» Required tasks:
**a)** Summarize the partial dissent in two sentences.
**b)** Rewrite the part of the partial dissent that begins at the words "[¶20] I agree" and stops after "Wash. at 466.", changing "implied equitable servitudes" to "implied restrictive covenants".

» Selected passage:
Gordon McCloud, J. (concurring in part and dissenting in part)

[¶20] I agree with the majority that Riverview Community Group has standing to bring this lawsuit on behalf of its members and that individual landowners in the developments are not indispensable parties. Majority at 893-96. But I also believe that it is necessary to reach the [181 Wn.2d 901] issue that the majority " leave[s] for another day," that is, whether Johnson v. Mt. Baker Park Presbyterian Church, 113 Wash. 458, 194 P. 536 (1920), or § 2.10 of the Restatement (Third) of Property: Servitudes (2000) provides controlling law on the existence of implied equitable servitudes in Washington. I conclude that Johnson is controlling precedent and that as the majority states, it held that Washington recognizes equitable servitudes by implication. Johnson, 113 Wash. at 466.

[¶21] However, I disagree with the majority's holding that Riverview presents evidence sufficient to survive summary judgment under Johnson. Johnson and subsequent Washington decisions found implied equitable servitudes only where the landowners presented more evidence than Riverview presents here. I therefore respectfully dissent from the majority's holding on that point; I

Page 1083

would affirm the Court of Appeals' dismissal of this case.

I. Riverview Meets the Requirements for Organizational Standing

[¶22] To establish standing, Riverview must show that " (1) [its] members ... would otherwise have standing to sue in their own right; (2) the interests [it] seeks to protect are germane to its purpose; and (3) neither [the] claim asserted nor [the] relief requested requires the participation of [its] individual members." Int'l Ass'n of Firefighters, Local 1789 v. Spokane Airports, 146 Wn.2d 207, 213-14, 45 P.3d 186, 50 P.3d 618 (2002) ( Firefighters ) (citing Hunt v. Wash. State Apple Adver. Comm'n, 432 U.S. 333, 343, 97 S.Ct. 2434, 53 L.Ed.2d 383 (1977)).

[¶23] " Unlike the third prong of the test, the first two prongs are constitutional in that they ensure that article III, section 2's 'case or controversy' requirements are satisfied." Id. at 215 (citing United Food & Commercial Workers Union Local 751 v. Brown Grp., Inc., 517 U.S. 544, 116 S.Ct. 1529, 134 L.Ed.2d 758 (1996); U.S. Const. art. III, § 2). For the judicially created third element, the ultimate test is [181 Wn.2d 902] " 'whether the circumstances of the case and the relief requested make individual participation of the association's members indispensable.'" Id. (quoting Int'l Ass'n of Firefighters, Local 1789 v. Spokane Airports, 103 Wn.App. 764 770, 14 P.3d 193 (2000)). An association generally has standing to sue " as long as one of its members has standing." E. Gig Harbor Improvement Ass'n v. Pierce County, 106 Wn.2d 707, 710, 724 P.2d 1009 (1986). These requirements " permit a single plaintiff to adequately represent the interests of its many members in a single lawsuit, thus avoiding repetitive and costly independent actions." Teamsters Local Union No. 117 v. Dep't of Corr., 145 Wn.App. 507, 512, 187 P.3d 754 (2008).

A set of records
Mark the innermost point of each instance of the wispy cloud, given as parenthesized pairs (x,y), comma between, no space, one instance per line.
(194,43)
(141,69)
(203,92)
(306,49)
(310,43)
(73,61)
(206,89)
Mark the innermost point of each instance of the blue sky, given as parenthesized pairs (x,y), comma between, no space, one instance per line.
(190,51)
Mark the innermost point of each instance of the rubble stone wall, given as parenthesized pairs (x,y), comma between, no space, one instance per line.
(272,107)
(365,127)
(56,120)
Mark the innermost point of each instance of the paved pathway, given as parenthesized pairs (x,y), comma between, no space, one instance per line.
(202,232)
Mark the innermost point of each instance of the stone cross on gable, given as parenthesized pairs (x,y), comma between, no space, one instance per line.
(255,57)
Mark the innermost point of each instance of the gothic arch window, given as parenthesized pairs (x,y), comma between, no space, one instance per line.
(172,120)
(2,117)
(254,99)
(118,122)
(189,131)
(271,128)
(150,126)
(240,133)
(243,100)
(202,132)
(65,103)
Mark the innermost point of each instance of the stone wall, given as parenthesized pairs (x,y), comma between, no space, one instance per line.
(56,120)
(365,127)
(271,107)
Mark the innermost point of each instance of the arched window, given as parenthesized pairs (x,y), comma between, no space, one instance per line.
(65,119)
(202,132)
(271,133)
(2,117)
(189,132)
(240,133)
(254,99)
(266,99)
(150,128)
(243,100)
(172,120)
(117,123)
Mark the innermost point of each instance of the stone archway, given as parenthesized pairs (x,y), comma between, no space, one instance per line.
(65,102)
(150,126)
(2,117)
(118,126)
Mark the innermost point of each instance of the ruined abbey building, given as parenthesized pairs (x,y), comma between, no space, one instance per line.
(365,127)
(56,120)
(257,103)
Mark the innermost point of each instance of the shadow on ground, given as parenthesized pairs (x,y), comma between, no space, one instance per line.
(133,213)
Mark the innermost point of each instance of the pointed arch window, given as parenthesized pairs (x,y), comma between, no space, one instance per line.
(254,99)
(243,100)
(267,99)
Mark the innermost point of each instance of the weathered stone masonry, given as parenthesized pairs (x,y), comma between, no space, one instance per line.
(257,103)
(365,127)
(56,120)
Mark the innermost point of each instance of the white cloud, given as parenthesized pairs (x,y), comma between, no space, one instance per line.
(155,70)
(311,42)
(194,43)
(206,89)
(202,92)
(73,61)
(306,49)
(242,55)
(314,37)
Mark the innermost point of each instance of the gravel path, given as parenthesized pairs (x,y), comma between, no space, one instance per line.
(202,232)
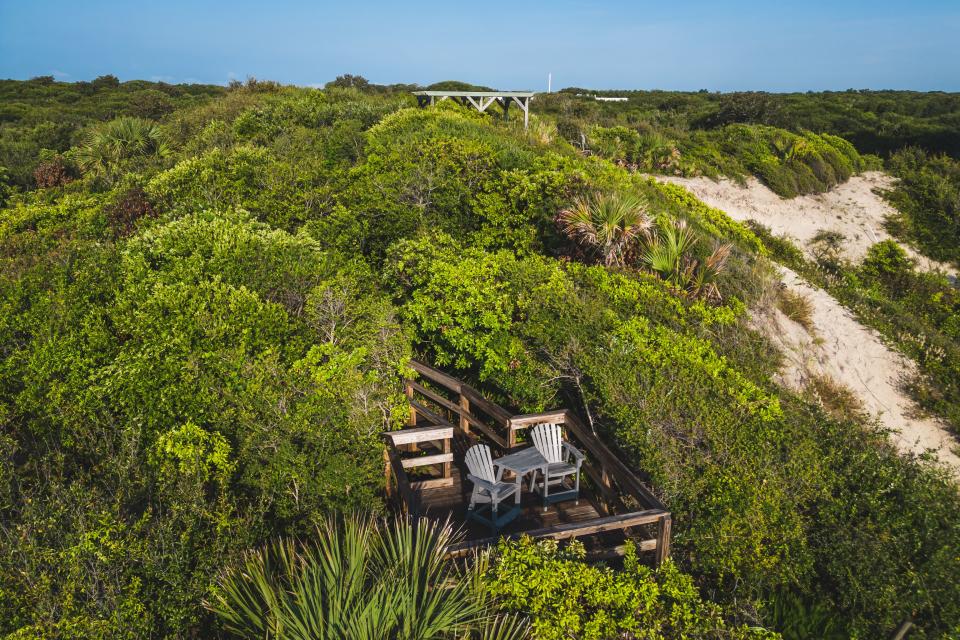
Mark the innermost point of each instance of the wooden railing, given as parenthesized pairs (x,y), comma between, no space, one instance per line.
(467,412)
(470,410)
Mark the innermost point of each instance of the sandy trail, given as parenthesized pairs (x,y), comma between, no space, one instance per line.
(838,345)
(856,357)
(851,208)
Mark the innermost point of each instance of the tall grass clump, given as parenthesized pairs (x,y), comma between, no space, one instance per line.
(359,577)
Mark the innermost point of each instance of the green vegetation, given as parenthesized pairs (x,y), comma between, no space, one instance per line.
(567,599)
(875,122)
(41,114)
(927,197)
(200,348)
(360,578)
(790,164)
(916,311)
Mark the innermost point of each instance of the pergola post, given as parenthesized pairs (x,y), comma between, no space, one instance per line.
(481,100)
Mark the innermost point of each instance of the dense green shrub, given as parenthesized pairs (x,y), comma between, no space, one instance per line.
(177,400)
(927,198)
(567,598)
(181,384)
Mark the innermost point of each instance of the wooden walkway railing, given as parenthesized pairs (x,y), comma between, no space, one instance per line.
(470,414)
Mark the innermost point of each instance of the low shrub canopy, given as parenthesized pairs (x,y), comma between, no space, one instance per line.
(209,366)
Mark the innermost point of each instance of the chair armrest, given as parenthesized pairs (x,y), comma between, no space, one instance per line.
(484,484)
(572,450)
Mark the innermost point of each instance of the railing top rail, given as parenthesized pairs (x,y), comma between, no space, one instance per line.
(614,466)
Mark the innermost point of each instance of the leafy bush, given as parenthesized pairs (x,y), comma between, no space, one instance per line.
(358,578)
(567,598)
(927,198)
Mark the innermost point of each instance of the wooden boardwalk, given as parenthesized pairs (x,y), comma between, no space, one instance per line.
(426,474)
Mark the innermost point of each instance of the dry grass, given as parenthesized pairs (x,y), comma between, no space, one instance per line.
(797,307)
(837,399)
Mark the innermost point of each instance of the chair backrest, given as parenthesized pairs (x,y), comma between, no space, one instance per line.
(480,463)
(548,439)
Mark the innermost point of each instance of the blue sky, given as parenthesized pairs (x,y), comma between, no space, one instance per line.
(738,44)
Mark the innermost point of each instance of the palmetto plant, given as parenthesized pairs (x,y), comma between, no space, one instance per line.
(105,147)
(668,253)
(609,224)
(360,578)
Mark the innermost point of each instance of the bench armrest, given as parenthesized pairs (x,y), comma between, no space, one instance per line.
(573,451)
(483,484)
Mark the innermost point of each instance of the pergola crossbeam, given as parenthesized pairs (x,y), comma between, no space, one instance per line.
(481,100)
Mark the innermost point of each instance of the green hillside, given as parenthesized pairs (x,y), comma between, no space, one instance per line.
(207,312)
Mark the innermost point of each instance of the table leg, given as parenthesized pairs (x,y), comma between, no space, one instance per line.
(546,488)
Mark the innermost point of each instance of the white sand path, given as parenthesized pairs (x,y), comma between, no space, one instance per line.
(855,356)
(852,208)
(838,345)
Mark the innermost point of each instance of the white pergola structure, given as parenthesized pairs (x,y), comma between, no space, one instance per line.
(481,100)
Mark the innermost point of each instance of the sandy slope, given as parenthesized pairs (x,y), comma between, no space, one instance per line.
(851,208)
(856,357)
(838,346)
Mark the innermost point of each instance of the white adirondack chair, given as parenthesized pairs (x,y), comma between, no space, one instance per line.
(488,487)
(563,460)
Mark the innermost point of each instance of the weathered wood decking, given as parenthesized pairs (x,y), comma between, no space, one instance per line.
(425,473)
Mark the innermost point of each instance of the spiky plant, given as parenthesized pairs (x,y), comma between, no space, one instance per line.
(363,578)
(668,253)
(607,224)
(105,147)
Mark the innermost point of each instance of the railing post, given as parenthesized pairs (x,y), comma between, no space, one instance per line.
(408,391)
(465,409)
(447,448)
(388,486)
(663,538)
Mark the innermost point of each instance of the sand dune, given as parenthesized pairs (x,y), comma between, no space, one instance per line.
(838,345)
(855,356)
(851,208)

» The solutions:
**a)** The partial dissent agrees that Riverview Community Group has standing to sue for its members and that individual landowners are not indispensable parties, and it concludes that Johnson is controlling precedent holding that Washington recognizes equitable servitudes by implication. However, it disagrees that Riverview's evidence is enough to survive summary judgment under Johnson and would affirm the Court of Appeals' dismissal of the case.

**b)**
[¶20] I agree with the majority that Riverview Community Group has standing to bring this lawsuit on behalf of its members and that individual landowners in the developments are not indispensable parties. Majority at 893-96. But I also believe that it is necessary to reach the [181 Wn.2d 901] issue that the majority " leave[s] for another day," that is, whether Johnson v. Mt. Baker Park Presbyterian Church, 113 Wash. 458, 194 P. 536 (1920), or § 2.10 of the Restatement (Third) of Property: Servitudes (2000) provides controlling law on the existence of implied restrictive covenants in Washington. I conclude that Johnson is controlling precedent and that as the majority states, it held that Washington recognizes equitable servitudes by implication. Johnson, 113 Wash. at 466.